** Text segment **
I’m also familiar with the theory that time seems to pass faster the older you get and wish someone had told me about it when I was five years old. The idea is that when you’re three years old, everything feels like it takes forever because one year is an entire third of the time you’ve been alive; by the time you reach 20, or 40, or 65, a year takes up a smaller and smaller slice of the pie chart of your life, so relative to the years when you were younger things seem to take up less time and go by faster. I can appreciate the irony that you can only really appreciate this experience in retrospect, but it doesn’t solve my problem that I’m only 20 and still, it’s all happening far too fast.  

In the face of this, I often joke that I’m here for a good time, not a long time. It’s a great way to justify procrastinating a paper (or Op-Ed) for one more day, or staying out just a few more hours on the weekend. Still, the more I think about it, the more I’m convinced it might also just be true.

 I have occasionally fallen victim to the terrible myth that I should “take care of myself” by working out, and meditating and trying to focus in long, boring classes and other things like that. I agree that they make my life longer. The only caveat is that they don’t lengthen my life by making me healthier and more mindful, reducing my risk of heart disease and depression, they make it longer because the longest minute I’ve ever spent in my life is a minute I’ve spent planking. Have you ever set a timer to try to meditate? I occasionally try to clear my mind after a stressful day by setting a timer for five or ten minutes and sitting peacefully with my consciousness, and I swear I can feel my skin wrinkle as the years go by with me sitting there. 

It’s even worse in class. I love my major and classes but sometimes you’re just not in the mood, or aren’t interested in the topic at hand, and the clock slows down more and more the closer it creeps to the class ending. How cruel! What a sad, bleak existence it is to be faced with the choice between fleeting joy and pleasure, or a miserable, boring trudge through temporal molasses.

** Required action 1 **
According to the essay, what share of your life does one year make up when you are three years old?
** Required action 2 **
Condense the essay's paragraph beginning "I have occasionally fallen victim" into a shorter version that keeps its main points.

** Data extracts **
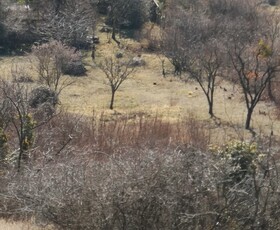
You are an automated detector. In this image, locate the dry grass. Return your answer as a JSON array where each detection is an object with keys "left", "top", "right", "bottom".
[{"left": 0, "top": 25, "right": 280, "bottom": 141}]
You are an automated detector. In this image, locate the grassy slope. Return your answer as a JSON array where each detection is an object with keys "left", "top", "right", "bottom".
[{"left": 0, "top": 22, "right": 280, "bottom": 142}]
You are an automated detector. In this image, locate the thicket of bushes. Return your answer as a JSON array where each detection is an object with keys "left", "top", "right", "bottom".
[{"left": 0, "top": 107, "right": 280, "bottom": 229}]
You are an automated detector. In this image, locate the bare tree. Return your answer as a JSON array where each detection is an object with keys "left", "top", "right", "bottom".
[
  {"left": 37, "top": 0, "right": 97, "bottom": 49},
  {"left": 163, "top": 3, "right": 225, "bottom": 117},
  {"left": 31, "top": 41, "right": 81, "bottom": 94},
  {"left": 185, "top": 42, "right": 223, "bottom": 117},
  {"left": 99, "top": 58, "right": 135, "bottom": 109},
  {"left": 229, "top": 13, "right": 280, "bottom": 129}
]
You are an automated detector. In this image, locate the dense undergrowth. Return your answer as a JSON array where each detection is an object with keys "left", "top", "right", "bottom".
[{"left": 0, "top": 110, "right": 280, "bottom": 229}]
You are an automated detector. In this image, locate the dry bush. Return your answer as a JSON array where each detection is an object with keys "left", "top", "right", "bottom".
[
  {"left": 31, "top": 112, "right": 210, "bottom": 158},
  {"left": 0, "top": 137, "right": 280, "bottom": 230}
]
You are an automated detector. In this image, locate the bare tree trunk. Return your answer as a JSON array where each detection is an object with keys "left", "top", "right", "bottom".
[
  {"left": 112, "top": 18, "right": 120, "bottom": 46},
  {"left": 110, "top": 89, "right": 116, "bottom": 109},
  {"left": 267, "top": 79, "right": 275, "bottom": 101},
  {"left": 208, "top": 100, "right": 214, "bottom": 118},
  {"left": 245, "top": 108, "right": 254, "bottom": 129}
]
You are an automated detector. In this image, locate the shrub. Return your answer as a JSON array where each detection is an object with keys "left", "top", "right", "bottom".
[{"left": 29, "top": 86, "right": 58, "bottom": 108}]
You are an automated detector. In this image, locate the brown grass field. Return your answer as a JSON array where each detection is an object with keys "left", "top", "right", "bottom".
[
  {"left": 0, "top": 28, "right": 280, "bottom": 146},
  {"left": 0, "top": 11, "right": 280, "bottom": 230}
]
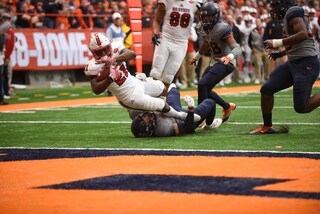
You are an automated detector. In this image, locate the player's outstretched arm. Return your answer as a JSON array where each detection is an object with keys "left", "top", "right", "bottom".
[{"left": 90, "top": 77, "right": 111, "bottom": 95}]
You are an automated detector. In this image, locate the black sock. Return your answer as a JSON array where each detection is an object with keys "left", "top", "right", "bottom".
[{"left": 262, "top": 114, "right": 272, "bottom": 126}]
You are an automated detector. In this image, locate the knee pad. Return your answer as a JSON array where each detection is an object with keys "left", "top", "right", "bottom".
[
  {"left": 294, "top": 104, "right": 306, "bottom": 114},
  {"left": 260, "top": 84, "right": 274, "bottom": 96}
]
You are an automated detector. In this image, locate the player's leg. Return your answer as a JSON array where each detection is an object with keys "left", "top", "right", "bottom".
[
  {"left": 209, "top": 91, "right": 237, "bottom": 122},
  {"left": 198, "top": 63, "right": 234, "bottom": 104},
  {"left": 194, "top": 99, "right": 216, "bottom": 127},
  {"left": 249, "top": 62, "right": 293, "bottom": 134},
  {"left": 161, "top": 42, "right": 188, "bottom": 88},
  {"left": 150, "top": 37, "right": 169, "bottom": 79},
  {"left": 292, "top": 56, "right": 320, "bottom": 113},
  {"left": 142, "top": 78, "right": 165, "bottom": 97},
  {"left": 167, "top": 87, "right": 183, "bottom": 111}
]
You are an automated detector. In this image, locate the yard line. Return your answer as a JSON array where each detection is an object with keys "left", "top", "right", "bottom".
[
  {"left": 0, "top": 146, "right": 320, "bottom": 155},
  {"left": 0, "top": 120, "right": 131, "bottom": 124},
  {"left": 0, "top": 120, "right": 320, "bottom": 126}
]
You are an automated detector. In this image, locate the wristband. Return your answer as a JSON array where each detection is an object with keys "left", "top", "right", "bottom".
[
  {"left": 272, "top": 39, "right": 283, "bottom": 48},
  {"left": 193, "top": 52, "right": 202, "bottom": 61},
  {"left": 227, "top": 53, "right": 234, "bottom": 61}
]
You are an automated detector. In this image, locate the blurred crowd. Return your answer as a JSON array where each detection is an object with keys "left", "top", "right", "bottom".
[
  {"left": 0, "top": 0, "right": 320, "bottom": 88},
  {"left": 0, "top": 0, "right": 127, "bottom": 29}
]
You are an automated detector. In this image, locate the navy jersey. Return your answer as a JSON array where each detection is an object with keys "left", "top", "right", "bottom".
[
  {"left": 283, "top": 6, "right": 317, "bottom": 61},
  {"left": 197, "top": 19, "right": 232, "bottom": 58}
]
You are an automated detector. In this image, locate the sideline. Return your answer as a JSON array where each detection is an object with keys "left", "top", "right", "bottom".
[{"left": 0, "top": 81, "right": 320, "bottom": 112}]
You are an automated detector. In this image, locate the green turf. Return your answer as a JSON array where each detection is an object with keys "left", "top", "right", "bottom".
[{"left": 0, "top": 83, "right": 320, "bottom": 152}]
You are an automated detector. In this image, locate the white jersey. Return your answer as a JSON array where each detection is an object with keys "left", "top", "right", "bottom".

** Exercise solution 1 **
An entire third of the time you've been alive.

** Exercise solution 2 **
The writer sometimes falls for the "myth" of taking care of themselves by working out, meditating, and focusing in long, boring classes. They agree these things make life longer, but not through better health or lower risk of heart disease and depression. Instead, they make time drag. The longest minute of the writer's life was spent planking. Meditating for five or ten minutes after a stressful day feels so slow that the writer swears they can feel their skin wrinkle.